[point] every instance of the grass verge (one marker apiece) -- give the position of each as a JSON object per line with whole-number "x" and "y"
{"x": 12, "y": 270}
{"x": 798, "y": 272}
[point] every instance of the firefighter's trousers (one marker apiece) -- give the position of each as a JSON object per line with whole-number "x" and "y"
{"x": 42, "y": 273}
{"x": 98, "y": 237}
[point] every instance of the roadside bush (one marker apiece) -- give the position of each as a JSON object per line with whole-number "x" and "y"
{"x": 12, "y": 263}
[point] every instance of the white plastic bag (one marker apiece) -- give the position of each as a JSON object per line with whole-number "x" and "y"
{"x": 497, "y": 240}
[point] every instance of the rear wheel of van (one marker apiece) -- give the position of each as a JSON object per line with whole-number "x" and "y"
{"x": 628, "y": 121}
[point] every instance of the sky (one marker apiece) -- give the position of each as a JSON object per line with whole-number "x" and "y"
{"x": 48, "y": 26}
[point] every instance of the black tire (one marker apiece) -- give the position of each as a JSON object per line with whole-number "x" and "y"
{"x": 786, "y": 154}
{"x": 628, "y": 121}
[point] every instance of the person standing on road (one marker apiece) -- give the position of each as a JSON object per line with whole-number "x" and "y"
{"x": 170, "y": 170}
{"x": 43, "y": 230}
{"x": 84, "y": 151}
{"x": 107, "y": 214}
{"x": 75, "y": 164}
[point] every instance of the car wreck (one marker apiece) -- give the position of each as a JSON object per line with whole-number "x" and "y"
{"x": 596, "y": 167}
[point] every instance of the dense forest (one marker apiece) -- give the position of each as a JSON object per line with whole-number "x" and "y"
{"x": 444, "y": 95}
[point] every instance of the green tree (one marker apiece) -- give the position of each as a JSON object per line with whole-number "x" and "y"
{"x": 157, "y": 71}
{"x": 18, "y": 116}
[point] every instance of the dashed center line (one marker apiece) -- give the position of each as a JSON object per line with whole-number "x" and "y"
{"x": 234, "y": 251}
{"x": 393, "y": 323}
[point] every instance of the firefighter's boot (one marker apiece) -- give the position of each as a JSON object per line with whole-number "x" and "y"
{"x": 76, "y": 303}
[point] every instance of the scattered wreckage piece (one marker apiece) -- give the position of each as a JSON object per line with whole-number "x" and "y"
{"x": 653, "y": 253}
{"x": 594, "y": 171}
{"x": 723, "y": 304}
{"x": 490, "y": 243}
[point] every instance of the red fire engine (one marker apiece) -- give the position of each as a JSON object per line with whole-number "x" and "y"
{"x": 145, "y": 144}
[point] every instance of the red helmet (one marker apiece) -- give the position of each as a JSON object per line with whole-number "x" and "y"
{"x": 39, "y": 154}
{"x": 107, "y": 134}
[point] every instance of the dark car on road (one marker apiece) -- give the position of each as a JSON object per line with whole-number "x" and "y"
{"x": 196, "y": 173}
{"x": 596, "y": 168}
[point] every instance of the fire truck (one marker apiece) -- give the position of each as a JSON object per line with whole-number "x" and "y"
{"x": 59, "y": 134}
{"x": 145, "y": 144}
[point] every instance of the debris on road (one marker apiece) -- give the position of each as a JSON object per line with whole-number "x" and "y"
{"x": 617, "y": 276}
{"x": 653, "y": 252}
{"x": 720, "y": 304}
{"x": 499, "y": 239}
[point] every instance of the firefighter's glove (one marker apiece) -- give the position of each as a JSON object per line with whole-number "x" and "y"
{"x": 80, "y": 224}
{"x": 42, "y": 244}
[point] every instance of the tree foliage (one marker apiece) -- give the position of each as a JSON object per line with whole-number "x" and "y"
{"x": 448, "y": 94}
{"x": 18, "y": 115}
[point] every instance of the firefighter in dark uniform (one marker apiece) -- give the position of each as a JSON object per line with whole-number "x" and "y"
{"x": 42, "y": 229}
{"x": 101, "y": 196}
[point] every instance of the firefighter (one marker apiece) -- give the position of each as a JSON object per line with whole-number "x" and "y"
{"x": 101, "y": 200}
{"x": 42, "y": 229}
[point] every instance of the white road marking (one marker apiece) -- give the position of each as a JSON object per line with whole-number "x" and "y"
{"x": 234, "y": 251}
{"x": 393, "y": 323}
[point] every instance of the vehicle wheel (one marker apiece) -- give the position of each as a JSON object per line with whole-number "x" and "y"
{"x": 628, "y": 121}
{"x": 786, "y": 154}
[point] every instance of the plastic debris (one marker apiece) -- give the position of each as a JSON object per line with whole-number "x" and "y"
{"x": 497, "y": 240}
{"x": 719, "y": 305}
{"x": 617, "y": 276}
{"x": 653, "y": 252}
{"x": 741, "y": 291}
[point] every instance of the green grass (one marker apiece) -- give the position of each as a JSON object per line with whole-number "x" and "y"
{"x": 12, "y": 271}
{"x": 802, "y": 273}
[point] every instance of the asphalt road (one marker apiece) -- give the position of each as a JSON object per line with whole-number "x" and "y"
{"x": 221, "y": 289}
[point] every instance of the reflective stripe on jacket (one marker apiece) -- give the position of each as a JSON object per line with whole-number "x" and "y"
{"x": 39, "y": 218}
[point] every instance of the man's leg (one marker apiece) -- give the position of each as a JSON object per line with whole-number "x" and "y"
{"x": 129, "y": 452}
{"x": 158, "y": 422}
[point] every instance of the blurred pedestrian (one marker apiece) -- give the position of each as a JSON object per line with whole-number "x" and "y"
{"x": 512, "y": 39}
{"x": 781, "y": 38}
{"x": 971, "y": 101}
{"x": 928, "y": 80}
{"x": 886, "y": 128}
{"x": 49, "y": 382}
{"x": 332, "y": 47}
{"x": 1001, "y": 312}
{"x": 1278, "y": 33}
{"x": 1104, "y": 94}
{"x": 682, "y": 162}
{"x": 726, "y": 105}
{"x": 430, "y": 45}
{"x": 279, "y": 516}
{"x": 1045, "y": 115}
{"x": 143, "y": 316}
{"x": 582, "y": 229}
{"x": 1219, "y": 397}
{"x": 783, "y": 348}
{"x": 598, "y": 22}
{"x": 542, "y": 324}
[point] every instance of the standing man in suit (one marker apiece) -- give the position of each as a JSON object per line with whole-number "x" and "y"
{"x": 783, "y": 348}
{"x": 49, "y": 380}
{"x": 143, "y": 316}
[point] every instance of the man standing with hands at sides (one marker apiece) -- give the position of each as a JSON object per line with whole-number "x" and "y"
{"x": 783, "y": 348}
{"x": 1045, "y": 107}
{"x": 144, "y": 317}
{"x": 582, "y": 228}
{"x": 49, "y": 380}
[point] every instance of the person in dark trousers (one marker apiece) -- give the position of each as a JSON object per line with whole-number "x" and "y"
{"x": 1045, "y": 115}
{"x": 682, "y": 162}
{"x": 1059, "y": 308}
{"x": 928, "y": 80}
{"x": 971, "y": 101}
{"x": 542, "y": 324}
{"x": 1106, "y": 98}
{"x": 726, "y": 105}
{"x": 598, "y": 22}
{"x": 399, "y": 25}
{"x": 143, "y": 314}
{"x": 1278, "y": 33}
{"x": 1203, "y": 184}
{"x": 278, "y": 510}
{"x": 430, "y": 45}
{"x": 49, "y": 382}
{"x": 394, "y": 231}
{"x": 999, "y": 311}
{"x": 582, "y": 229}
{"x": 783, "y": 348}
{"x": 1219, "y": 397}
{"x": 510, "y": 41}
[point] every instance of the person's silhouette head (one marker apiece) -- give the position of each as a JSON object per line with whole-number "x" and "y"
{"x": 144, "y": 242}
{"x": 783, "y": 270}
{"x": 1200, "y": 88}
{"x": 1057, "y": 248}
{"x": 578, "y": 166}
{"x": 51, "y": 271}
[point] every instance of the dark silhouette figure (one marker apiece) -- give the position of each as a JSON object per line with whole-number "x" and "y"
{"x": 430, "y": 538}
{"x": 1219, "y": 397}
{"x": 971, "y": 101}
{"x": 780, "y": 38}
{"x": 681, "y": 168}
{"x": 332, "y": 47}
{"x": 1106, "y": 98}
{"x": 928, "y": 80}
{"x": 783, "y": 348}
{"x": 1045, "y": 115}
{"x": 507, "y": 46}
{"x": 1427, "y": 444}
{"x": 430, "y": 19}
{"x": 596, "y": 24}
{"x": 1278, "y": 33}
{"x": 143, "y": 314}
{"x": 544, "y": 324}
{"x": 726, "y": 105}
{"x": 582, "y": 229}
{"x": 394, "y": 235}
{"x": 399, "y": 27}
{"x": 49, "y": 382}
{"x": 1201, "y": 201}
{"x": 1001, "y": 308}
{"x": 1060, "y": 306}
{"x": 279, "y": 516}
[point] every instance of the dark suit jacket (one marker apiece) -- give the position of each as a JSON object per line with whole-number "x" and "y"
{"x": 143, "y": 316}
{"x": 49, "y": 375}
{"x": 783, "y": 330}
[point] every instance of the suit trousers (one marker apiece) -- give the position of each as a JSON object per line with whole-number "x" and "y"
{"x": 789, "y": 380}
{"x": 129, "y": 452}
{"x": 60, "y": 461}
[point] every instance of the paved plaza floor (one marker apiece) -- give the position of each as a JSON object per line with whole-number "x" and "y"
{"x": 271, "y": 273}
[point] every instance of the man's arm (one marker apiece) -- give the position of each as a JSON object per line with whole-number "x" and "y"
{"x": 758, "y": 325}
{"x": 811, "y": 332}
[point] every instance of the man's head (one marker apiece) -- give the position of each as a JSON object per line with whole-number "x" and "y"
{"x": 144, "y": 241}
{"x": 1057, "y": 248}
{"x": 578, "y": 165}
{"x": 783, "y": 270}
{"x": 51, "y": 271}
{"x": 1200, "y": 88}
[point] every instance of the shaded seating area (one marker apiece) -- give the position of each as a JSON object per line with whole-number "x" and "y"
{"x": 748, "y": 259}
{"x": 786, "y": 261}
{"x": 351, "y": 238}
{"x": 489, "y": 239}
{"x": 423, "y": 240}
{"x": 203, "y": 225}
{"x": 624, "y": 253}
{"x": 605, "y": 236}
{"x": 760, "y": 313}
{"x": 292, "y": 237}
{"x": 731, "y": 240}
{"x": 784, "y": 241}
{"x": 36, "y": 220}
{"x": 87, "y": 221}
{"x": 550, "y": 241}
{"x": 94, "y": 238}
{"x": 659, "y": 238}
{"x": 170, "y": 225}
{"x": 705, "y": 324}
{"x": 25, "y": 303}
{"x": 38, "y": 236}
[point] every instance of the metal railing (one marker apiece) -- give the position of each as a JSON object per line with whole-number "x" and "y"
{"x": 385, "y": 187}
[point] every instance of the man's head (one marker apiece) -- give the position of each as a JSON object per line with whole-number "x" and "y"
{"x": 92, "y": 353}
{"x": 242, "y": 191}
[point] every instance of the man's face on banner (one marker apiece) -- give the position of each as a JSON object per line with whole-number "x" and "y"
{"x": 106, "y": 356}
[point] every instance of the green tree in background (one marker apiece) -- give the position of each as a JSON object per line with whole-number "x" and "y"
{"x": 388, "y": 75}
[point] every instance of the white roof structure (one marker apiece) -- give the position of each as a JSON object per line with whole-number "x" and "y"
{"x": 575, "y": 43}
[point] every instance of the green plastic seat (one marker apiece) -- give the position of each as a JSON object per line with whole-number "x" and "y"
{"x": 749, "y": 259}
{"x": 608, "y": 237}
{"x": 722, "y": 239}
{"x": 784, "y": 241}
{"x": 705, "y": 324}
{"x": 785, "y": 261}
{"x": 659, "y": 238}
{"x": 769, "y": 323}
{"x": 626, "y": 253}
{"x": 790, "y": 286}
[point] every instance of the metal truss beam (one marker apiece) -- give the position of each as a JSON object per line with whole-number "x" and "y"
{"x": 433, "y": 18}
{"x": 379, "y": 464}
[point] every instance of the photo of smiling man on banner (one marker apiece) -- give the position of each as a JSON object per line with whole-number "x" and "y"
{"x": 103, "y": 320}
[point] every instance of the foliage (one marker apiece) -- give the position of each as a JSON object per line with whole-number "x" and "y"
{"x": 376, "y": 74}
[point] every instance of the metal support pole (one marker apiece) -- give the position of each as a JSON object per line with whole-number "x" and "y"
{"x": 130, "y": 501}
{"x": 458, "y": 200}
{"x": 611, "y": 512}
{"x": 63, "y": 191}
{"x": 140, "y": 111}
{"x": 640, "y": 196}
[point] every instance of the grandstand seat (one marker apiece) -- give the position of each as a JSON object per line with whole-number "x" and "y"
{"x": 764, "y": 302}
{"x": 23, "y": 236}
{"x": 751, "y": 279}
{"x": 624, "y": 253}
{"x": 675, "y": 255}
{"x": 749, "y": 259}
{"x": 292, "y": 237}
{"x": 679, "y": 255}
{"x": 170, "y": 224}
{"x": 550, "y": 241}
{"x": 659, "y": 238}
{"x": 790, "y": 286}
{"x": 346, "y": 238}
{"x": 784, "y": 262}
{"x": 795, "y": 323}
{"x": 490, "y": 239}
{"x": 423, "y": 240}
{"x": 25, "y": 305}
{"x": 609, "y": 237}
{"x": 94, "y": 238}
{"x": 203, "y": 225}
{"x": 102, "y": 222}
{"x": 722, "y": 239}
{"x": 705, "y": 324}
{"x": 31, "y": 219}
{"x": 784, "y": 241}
──────
▶ TASK STATEMENT
Format the listing as a two-column CSV with the headers "prompt" and "reply", from the line that contains "[point] every instance of the grandstand" through the end of the listing. Give each bracketed line its own row: put that line's text in "prompt" and the coordinate lines beneath it, joined with spaces, in "reply", with each field in double quotes.

▶ SOLUTION FOR THIS PROBLEM
prompt,reply
"[point] every instance of the grandstand seat (one marker apiece) -- give the position of each as a JSON object per line with whole-number ""x"" and ""y""","{""x"": 764, ""y"": 302} {""x"": 23, ""y"": 236} {""x"": 751, ""y"": 279} {""x"": 624, ""y"": 253} {""x"": 675, ""y"": 255} {""x"": 749, ""y"": 259} {""x"": 292, ""y"": 237} {""x"": 679, ""y"": 255} {""x"": 170, ""y"": 224} {""x"": 550, ""y"": 241} {""x"": 659, ""y"": 238} {""x"": 790, ""y"": 286} {""x"": 346, ""y"": 238} {""x"": 784, ""y"": 262} {""x"": 795, ""y"": 323} {""x"": 490, ""y"": 239} {""x"": 423, ""y"": 240} {""x"": 25, ""y"": 305} {""x"": 609, ""y"": 237} {""x"": 94, ""y"": 238} {""x"": 203, ""y"": 225} {""x"": 102, ""y"": 222} {""x"": 722, ""y"": 239} {""x"": 705, ""y"": 324} {""x"": 31, ""y"": 219} {""x"": 784, ""y"": 241}"